» TEXT PROVIDED:
A mad scientist of sound and vision, Ridgway possesses a style unparalleled, at least in our known universe. Making his musical pictures for 30 years now, the singer-songwriter and guitarist has emerged as a singular voice in contemporary song. “It’s a hybrid of all the music I’ve loved and admired,” he says. “There are no boundaries on art and no rules to follow in music. A song is really just a strong point of view.”
Ridgway works in his own unique form of aural and sonic tradition, chronicling all that lies beneath the safe and sane surface. He craftily sets his dark materials to off-kilter and eerie melodies that echo the uneasy action of a cast of characters on the brink. His tales often take place in the microcosmic miasma of L.A. and its outer desert, where his creations try to wrest meaning from the beautiful catastrophe of their lives. The combination makes for a stunning stew of universal provocations.
Ridgway has soaked himself in European soundtrack music, American folk tradition, primitive rock ‘n’ roll, blues, psychedelia, free jazz and all that is avant-garde. All of it has seeped into his musical vocabulary. “Life is absurd. But that doesn’t mean it has to be meaningless,” he says. “Froan early age music centered me in a chaotic world that didn’t make sense.”
Ridgway’s uncanny ability for brushing Old World charm against contemporary disturbances and oddities just might define the disjointed landscape of 21st century life. “I’ve always liked tall tales, urban myths and ghost stories,” he says. “I like a strong protagonist, as well as a story that unfolds with drama, color and detail. A song should take you away for awhile and into another world.” Sounds like the definition of a Stan Ridgway song…
Raised in L.A., Ridgway began his love affair with Southwestern gothic 30 years ago as front man and co-founder of vanguard electro-art punks Wall of Voodoo, who he originally formed with the intention of scoring low-budget horror films. Ridgway sang on the band’s debut EP and first two albums, Dark Continent and Call of the West (which included the accidental MTV hit “Mexican Radio”).

» TASKS:
**a.** Reproduce the Ridgway profile from "Ridgway works in" to "of universal provocations.".
**b.** Answer these questions about the Ridgway profile:
(i) For how many years has Ridgway been making his musical pictures?
(ii) Where do his tales often take place?
(iii) For what purpose did Ridgway originally form Wall of Voodoo?
**c.** Continue the Ridgway profile from the point where it stops.
The items that come next are not needed for this work.

» GIVEN ENTRIES:
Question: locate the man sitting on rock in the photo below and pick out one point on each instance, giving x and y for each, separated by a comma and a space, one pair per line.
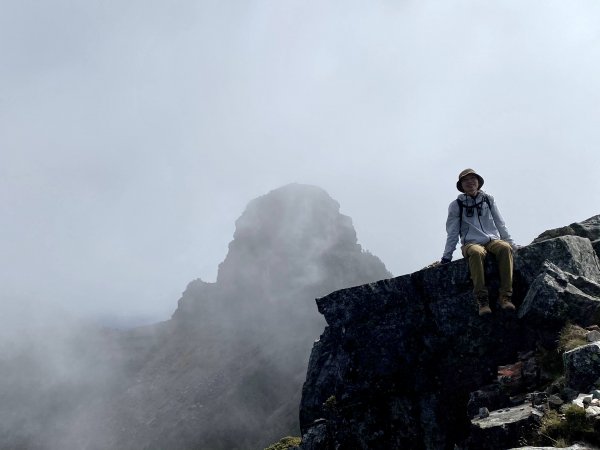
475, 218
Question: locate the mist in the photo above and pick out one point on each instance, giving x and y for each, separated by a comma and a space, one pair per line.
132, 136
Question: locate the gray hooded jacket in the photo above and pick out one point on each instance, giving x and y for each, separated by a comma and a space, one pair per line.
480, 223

» RESULTS OF THE EXERCISE:
**a.**
Ridgway works in his own unique form of aural and sonic tradition, chronicling all that lies beneath the safe and sane surface. He craftily sets his dark materials to off-kilter and eerie melodies that echo the uneasy action of a cast of characters on the brink. His tales often take place in the microcosmic miasma of L.A. and its outer desert, where his creations try to wrest meaning from the beautiful catastrophe of their lives. The combination makes for a stunning stew of universal provocations.

**b.**
(i) 30 years
(ii) In the microcosmic miasma of L.A. and its outer desert
(iii) To score low-budget horror films

**c.**
Ridgway is a rare performer and song maker whose enduring sketches nail the human condition down cold while his characterizations of life remain absolutely fresh and alive. The primal urges that drive his creations–whether they’re searching for a home in “Underneath the Big Green Tree,” or acknowledging our collective heritage in his electronic reworking of Johnny Cash’s “Ring of Fire”– see Ridgway finding humanity in all stripes, as he celebrates the circus of our lives.
Ridgway’s flair for concise character portraits was first noted by uber critic Greil Marcus, who called The Big Heat “probably the most compelling portrait of American social life to appear on a rock ‘n’ roll record since Bruce Springsteen’s Nebraska.” Author Mikal Gilmore said it was “the best L.A.-founded record of that year.” Ridgway followed with the existential-humanist Mosquitoes (featuring the anthemic “Mission in Life,” and the Euro-hit, “Calling Out to Carol”). Partyball (1991) explored the outer-limits of Ridgway’s unique world, while 2002’s Black Diamond was a more Spartan and personal statement on love and loss.
“At the end of the day I really consider myself just an inventor, or like a link in a chain to a tradition of song and art,” the artist says. Music and songs and recording are an obsession for me — sound and art. It’s all in there, the ideas and things that influenced me. To see it and tell it your own way is the challenge. That’s the last true, honest place to be. It might even be the new frontier right now.”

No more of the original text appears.